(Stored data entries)
[Start of Attachment]

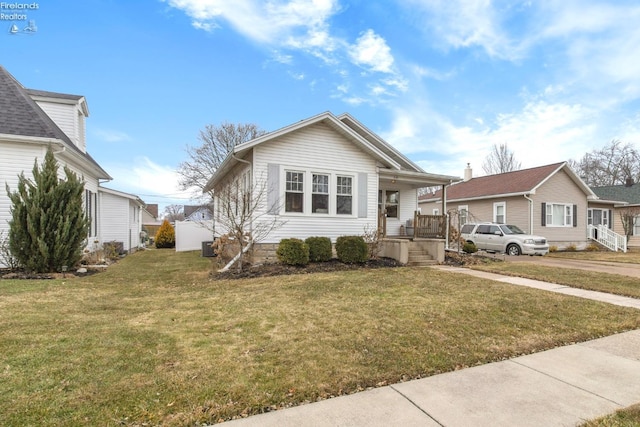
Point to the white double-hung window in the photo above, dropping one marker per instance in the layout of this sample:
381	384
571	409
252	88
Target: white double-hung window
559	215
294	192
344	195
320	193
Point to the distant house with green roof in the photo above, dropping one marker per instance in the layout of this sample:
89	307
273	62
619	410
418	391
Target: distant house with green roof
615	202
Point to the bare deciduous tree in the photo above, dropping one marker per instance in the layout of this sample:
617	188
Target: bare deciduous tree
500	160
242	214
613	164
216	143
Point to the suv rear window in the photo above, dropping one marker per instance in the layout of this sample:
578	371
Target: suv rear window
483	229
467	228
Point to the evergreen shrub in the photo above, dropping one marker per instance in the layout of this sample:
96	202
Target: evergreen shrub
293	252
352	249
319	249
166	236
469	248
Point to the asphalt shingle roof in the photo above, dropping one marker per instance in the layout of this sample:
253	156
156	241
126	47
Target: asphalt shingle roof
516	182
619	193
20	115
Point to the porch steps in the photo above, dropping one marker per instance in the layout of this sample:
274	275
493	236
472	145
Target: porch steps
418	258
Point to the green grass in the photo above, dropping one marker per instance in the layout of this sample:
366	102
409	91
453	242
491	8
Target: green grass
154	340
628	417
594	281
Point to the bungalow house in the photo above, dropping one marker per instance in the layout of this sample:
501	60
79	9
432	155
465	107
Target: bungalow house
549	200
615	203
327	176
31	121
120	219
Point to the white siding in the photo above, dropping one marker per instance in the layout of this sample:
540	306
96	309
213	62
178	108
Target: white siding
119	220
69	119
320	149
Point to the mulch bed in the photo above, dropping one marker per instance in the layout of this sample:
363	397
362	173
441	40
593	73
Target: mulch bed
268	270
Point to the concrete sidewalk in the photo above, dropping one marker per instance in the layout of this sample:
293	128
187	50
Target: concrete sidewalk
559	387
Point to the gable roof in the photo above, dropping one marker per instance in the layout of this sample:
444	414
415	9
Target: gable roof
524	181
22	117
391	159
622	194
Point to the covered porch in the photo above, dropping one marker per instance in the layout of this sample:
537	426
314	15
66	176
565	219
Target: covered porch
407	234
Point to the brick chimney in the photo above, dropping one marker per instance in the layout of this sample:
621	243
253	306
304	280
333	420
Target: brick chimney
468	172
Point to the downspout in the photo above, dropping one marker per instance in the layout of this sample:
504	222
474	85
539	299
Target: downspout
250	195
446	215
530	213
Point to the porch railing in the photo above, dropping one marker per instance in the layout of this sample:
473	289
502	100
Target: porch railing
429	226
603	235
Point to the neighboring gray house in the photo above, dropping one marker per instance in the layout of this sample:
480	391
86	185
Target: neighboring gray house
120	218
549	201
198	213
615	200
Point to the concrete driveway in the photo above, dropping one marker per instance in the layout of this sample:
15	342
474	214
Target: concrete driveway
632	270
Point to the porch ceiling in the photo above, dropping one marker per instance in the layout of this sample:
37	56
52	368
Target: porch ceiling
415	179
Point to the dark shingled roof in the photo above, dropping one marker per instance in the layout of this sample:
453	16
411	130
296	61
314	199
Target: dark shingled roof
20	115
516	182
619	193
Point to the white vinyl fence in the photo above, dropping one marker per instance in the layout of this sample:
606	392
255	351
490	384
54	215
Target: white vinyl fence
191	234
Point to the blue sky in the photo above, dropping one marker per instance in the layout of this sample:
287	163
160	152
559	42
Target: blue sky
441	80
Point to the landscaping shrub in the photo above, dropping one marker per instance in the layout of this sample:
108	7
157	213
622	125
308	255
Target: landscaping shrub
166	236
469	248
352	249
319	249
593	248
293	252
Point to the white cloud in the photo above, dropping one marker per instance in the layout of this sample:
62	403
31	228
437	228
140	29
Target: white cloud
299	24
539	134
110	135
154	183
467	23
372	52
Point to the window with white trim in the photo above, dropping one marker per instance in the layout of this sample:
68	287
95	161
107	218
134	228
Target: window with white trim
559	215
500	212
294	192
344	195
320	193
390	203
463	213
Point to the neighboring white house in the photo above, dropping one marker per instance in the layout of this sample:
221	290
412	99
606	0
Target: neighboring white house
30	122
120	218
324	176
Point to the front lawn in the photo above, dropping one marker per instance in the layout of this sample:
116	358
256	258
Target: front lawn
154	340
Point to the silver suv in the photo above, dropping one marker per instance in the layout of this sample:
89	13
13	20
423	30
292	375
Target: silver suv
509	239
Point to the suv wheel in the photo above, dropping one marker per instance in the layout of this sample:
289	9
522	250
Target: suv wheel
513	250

[End of Attachment]

EXERCISE DETAILS: Repeat, without changes, every line from the one that contains "Point to the neighboring white" through the final line of the data.

THE COMPLETED TASK:
Point to the neighboring white house in the photo above, dropping one marker per instance in the layout of this sample:
221	290
412	99
606	0
Target: neighboring white house
30	122
120	218
324	176
Point to the front lawn in the photo above, dropping one marker per instance in the layout of this sample:
116	358
256	258
Target: front lawn
154	340
Point to the silver suv in the photo above, dropping one marker per instance in the layout of this sample:
89	13
13	20
423	30
292	375
Target: silver suv
509	239
Point to the suv wheel in the photo above, dropping one marker per instance in the layout of this sample:
289	9
522	250
Target: suv wheel
513	250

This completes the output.